▶ _Supplied data_:
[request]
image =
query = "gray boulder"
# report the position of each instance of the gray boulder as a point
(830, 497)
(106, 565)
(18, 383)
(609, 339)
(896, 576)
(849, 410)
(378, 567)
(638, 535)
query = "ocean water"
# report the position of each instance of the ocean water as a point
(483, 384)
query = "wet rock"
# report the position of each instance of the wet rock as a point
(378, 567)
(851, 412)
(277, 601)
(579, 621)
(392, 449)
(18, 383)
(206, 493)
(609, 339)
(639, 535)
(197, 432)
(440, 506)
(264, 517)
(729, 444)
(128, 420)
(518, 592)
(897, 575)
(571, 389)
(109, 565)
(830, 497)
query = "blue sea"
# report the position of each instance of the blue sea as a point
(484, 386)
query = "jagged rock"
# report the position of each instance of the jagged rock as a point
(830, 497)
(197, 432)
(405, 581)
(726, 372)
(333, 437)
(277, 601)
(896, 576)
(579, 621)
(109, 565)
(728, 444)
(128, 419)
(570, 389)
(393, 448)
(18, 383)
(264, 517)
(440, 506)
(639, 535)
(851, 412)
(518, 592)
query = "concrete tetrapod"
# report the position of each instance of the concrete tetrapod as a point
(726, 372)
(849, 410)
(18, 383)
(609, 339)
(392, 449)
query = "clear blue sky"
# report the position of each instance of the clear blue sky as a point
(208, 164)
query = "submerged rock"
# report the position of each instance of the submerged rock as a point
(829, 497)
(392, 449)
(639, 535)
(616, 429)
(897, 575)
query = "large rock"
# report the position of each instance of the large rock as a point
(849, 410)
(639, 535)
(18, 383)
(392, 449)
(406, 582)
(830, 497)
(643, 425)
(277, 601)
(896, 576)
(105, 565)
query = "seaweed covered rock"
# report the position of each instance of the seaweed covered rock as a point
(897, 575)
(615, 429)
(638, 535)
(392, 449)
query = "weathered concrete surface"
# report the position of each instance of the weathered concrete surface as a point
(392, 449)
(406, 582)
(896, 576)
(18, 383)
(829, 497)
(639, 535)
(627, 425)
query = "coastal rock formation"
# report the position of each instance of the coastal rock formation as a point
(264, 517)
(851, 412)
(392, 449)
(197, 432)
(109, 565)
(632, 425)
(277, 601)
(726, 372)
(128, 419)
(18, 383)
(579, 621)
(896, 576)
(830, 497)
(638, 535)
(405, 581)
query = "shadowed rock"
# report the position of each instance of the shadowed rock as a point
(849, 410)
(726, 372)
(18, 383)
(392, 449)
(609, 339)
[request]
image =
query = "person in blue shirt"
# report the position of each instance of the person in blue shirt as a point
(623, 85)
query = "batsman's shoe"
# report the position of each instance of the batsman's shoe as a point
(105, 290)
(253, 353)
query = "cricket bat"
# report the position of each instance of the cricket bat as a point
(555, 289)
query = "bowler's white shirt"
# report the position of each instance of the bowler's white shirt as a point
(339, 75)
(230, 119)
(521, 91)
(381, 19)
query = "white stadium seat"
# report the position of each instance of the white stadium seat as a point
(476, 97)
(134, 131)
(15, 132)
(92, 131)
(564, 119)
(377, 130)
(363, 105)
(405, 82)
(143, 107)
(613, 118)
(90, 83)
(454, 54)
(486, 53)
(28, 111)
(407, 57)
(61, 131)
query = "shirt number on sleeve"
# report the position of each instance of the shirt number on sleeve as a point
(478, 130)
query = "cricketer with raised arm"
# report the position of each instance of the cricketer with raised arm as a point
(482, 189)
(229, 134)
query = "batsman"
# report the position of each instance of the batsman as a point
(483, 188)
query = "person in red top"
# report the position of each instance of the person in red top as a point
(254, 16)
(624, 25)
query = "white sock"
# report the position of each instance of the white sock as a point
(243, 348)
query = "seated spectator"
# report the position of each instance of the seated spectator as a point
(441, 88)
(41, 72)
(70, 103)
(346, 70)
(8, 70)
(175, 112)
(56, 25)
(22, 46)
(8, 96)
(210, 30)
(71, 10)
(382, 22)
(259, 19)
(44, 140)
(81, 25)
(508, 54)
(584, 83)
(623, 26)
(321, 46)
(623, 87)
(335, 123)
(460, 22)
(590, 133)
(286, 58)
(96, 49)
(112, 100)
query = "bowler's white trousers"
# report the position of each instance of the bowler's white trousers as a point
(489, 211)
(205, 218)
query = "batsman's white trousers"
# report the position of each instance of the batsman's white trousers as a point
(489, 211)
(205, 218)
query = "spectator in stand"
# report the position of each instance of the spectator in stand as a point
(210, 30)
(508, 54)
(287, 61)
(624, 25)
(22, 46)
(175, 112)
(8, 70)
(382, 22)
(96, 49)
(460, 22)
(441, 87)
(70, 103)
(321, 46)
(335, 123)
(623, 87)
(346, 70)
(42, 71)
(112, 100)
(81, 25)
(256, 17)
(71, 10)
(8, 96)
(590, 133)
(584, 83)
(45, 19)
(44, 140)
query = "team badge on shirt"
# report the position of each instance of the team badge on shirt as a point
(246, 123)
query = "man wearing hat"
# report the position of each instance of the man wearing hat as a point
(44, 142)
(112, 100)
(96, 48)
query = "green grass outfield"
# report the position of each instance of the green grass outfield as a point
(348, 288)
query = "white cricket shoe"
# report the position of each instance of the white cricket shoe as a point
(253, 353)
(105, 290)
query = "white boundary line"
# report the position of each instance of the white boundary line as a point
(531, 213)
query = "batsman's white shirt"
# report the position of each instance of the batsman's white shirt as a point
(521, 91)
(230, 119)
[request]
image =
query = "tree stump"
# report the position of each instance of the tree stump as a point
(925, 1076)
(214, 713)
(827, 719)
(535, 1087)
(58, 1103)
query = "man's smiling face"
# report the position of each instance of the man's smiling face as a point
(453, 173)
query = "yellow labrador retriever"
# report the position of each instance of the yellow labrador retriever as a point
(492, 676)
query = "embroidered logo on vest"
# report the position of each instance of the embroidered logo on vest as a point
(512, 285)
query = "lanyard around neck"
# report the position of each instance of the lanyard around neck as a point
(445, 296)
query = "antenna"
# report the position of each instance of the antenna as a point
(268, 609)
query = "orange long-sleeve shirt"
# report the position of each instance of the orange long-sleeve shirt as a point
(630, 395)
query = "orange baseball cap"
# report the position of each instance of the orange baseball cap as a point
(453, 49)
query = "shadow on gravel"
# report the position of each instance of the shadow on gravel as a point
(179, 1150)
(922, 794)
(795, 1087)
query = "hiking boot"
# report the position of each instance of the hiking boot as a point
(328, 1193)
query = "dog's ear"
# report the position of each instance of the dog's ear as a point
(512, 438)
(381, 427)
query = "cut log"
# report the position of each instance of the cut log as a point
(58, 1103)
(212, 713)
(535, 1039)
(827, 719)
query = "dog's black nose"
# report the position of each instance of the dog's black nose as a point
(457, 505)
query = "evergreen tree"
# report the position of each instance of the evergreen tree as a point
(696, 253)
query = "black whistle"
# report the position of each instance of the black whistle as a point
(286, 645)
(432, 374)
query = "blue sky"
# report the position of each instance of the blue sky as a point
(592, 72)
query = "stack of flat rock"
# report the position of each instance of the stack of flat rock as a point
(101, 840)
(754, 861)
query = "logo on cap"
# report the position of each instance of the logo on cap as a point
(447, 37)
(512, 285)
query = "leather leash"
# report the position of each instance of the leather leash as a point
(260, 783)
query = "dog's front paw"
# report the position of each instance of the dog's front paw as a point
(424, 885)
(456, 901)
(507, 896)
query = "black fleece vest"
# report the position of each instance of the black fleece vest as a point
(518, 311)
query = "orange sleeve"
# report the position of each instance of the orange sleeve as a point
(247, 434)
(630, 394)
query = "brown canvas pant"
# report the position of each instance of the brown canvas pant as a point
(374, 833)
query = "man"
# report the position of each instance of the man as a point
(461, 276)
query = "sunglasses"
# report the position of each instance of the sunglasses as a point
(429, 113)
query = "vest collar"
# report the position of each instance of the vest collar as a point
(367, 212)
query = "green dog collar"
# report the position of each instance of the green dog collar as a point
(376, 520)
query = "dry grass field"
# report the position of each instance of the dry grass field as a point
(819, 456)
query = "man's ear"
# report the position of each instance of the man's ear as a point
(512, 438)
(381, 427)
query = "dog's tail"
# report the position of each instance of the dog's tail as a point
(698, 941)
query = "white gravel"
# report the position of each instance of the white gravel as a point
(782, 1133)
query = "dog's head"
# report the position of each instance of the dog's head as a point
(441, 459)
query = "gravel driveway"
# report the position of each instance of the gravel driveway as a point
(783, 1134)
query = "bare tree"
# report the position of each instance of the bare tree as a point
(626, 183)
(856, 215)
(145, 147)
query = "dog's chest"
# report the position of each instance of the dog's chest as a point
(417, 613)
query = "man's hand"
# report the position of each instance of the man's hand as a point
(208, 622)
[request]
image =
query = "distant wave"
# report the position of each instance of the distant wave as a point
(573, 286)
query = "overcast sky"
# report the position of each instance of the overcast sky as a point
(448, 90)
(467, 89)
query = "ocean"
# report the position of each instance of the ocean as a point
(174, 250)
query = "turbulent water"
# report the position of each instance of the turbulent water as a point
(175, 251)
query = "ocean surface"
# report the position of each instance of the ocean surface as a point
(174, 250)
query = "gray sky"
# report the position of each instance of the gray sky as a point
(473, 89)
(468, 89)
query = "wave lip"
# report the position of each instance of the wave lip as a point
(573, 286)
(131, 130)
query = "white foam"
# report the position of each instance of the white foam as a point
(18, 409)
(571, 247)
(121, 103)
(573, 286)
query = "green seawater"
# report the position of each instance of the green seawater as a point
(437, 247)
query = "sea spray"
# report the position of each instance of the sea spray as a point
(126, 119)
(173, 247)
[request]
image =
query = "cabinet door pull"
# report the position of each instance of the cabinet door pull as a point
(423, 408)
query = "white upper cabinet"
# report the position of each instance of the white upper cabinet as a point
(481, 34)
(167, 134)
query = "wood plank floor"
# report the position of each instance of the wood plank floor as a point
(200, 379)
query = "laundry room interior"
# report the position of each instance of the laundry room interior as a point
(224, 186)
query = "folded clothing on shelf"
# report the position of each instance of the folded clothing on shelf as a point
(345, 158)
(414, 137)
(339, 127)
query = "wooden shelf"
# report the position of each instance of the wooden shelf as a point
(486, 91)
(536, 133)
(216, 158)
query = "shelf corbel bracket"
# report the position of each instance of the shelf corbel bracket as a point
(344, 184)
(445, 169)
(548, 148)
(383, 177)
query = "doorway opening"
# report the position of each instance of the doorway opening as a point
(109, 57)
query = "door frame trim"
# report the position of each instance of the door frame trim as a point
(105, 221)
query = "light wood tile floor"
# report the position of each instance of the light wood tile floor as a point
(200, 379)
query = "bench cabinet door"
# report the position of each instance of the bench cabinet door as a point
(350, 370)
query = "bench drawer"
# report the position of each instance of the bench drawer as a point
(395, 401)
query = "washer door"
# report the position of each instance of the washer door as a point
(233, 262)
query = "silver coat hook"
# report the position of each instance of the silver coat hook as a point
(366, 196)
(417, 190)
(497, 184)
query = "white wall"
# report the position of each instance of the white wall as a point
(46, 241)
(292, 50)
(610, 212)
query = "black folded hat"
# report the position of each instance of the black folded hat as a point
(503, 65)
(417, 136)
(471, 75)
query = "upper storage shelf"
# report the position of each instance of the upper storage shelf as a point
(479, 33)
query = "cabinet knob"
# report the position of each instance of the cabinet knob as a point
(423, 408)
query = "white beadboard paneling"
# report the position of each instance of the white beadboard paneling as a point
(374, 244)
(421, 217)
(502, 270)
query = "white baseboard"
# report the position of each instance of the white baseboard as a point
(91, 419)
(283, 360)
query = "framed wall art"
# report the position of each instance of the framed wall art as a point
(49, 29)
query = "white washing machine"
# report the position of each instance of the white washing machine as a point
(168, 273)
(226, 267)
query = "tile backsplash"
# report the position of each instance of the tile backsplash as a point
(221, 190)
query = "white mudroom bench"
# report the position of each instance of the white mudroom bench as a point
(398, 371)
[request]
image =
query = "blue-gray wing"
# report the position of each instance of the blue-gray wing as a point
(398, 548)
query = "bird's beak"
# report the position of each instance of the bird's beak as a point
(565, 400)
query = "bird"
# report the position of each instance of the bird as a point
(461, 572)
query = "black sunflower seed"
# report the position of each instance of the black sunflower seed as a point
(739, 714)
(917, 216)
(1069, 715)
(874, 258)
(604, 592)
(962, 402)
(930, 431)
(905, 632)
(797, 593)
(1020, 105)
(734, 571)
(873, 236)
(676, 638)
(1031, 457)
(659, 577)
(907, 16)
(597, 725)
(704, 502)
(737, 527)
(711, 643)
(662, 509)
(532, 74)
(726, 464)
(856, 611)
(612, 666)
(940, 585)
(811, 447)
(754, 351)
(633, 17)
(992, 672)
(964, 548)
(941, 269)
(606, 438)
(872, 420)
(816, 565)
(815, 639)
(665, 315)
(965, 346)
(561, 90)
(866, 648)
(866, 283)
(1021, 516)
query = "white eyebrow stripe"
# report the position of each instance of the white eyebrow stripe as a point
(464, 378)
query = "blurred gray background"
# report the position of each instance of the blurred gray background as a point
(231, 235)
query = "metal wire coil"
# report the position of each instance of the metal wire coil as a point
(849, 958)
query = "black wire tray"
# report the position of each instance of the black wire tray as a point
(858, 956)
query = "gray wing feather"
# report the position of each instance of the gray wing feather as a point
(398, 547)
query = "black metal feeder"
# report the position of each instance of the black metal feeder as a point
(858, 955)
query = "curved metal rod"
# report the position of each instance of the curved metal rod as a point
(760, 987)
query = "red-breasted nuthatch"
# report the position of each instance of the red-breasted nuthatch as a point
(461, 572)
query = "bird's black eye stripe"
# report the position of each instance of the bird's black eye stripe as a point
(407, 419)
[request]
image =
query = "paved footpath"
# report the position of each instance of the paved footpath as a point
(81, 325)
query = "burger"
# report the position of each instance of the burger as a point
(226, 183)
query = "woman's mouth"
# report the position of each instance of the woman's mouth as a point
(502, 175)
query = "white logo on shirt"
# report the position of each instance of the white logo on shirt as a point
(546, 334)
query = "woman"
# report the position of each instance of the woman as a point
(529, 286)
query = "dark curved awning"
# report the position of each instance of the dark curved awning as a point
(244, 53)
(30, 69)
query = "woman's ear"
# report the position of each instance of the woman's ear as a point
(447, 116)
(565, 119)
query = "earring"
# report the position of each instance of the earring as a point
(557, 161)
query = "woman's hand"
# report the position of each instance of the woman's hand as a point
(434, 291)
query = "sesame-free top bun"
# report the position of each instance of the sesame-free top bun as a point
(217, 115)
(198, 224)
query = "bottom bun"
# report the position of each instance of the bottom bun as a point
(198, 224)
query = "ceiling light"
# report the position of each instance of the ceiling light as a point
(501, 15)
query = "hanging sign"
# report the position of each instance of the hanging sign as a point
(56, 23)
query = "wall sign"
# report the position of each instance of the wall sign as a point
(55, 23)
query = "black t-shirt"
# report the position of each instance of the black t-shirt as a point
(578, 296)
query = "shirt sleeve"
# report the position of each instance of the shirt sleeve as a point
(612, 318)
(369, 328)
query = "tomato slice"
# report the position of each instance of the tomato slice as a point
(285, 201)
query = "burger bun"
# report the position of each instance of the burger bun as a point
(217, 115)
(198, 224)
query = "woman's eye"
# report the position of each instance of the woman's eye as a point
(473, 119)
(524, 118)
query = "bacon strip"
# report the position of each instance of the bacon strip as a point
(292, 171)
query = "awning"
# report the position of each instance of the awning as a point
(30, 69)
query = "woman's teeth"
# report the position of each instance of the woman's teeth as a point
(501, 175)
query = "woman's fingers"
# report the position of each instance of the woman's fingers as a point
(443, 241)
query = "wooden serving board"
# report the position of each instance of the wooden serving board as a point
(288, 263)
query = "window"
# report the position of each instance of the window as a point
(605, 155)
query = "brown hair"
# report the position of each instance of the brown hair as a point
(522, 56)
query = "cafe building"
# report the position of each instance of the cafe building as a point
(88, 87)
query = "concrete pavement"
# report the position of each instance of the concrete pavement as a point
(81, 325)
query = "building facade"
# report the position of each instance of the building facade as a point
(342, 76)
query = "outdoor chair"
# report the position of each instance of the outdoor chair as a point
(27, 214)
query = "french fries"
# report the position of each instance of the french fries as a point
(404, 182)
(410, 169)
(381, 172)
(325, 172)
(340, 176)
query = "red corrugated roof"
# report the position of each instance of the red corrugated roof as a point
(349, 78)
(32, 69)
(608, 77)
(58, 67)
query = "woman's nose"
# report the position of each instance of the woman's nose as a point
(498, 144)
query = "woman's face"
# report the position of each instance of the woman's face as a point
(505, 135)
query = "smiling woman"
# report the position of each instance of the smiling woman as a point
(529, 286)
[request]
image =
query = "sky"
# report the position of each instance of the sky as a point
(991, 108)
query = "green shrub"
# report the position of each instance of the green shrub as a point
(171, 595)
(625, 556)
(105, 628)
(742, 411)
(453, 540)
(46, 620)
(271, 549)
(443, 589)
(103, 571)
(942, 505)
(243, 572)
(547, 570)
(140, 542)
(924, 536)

▶ _Written problem_: List every line of the records above that contains the string "trousers".

▶ _Completed exercise_:
query = "bowler's white trousers"
# report the position of each instance of the bowler's white trousers as a point
query = "batsman's white trousers"
# report the position of each instance of the batsman's white trousers as a point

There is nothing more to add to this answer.